Euthanise medical advertising now
We have said it before, and we have to say it again - the government has no rationale at all for allowing the medical profession and their institutions, whether general or specialist clinics or private medical centres, to advertise.
We see absolutely no sense in Health Minister Liow Tiong Lai's statement on Sept 24 that the liberalisation of the guidelines under the Medicines (Advertisement and Sale) Act 1956 had been done 'because medical tourism was a growing sector'.
All this because the government has targeted to increase the number of 'medical tourists' by 20 percent from last year's figure of 336,000? And why didn't the government engage with civil society before approving the revised Advertising Guidelines for Healthcare Facilities and Services way back in July?
Convince us, please. Can we ever believe that members of the medical profession would be 'cautious and professional' when advertising their services following the government's decision to liberalise the provisions under the law?

Records in a dataset:
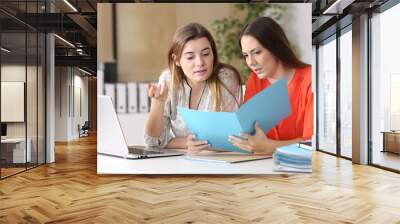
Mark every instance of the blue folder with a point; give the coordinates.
(268, 108)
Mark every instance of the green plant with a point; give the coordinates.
(227, 31)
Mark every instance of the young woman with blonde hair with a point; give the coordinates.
(194, 79)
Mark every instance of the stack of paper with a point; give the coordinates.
(292, 158)
(225, 157)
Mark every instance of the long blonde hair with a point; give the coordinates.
(183, 35)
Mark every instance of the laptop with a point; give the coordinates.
(111, 140)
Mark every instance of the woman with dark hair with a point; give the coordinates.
(196, 80)
(268, 54)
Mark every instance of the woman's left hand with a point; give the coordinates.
(257, 143)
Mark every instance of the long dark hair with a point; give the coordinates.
(183, 35)
(272, 37)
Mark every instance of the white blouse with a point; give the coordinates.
(174, 126)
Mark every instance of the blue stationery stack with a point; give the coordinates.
(293, 158)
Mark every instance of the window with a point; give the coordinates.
(346, 94)
(327, 96)
(385, 88)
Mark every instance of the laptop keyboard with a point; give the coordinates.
(142, 151)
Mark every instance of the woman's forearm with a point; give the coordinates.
(177, 143)
(155, 123)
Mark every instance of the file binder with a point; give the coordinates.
(121, 97)
(109, 90)
(132, 97)
(144, 100)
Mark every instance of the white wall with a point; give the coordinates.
(69, 85)
(298, 27)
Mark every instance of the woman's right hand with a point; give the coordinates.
(158, 92)
(194, 146)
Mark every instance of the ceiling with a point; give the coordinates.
(76, 22)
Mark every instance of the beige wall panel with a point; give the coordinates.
(203, 13)
(144, 34)
(104, 33)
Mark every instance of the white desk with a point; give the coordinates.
(179, 165)
(18, 150)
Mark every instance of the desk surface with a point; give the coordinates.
(179, 165)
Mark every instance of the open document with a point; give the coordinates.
(268, 108)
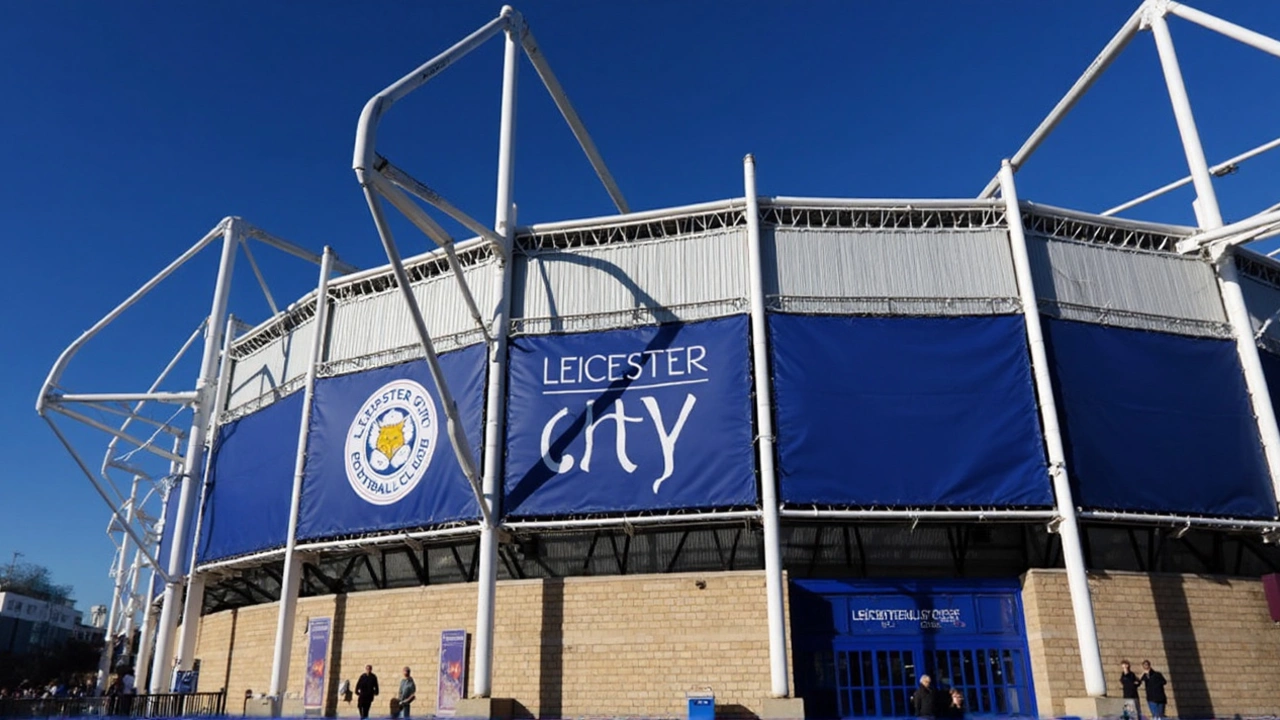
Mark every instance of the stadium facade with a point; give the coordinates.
(795, 451)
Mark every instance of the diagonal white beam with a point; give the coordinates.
(1214, 171)
(584, 139)
(421, 191)
(257, 273)
(433, 229)
(1244, 35)
(1092, 73)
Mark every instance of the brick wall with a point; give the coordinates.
(580, 646)
(1211, 637)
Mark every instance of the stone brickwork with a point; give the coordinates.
(1211, 637)
(617, 646)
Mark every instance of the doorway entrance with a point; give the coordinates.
(860, 647)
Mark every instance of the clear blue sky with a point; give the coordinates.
(129, 128)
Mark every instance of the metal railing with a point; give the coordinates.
(159, 705)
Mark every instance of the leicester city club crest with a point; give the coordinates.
(391, 442)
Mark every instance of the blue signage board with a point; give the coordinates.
(1128, 411)
(379, 455)
(656, 418)
(906, 413)
(251, 482)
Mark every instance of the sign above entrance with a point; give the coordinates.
(929, 614)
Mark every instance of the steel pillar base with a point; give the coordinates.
(485, 707)
(782, 709)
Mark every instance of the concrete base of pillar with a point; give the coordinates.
(261, 707)
(1093, 707)
(484, 707)
(782, 709)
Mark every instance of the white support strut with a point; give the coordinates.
(496, 392)
(193, 463)
(763, 391)
(1210, 218)
(292, 579)
(1086, 81)
(1073, 555)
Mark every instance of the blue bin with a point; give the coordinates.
(702, 706)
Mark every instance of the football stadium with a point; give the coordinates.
(760, 456)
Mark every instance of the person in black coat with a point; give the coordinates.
(366, 688)
(924, 700)
(1156, 697)
(1129, 689)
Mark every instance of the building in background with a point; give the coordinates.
(30, 624)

_REQUIREMENT 1_
Answer these about the editorial on medical advertising:
(a) Who made the statement on Sept 24?
(b) What was last year's number of medical tourists?
(c) In what month were the revised Advertising Guidelines for Healthcare Facilities and Services approved?
_REQUIREMENT 2_
Write the next part of the editorial on medical advertising, starting after its final sentence.

_WRITTEN RESPONSE 1_
(a) Health Minister Liow Tiong Lai
(b) 336,000
(c) July

_WRITTEN RESPONSE 2_
We have raised this question several times before, and we must repeat it because neither the authorities nor the medical profession have responded truthfully: with patient load and services at private healthcare facilities increasing due to the aggressive promotion of services, charges for treatment will go up.
This means that the private sector will also have increased needs for medical staff and will move to attract those from government hospitals – which are in no position to match the remunerations offered.
Remember that for many years, despite the Health Ministry's pledge to ensure efficient enforcement to ensure that all parties 'keep within the prescribed ethical guidelines for advertising' there still were numerous occasions of advertisers flouting the law. And this was before this new development!
Today, in Europe and the US, it is no longer the 'medical profession'. It is the 'medical industry', a mafia involving private hospitals, pharmaceutical drug giants and medical equipment manufacturers that are taking the lead, influencing the authorities and freely advertising on the print and electronic media, even in the Yellow Pages.
In the US, the Advanced Medical Technology Association (Amta), which represents medical device makers, released a new set of guidelines that its members have voluntarily taken up to make advertising more comprehensible to the public.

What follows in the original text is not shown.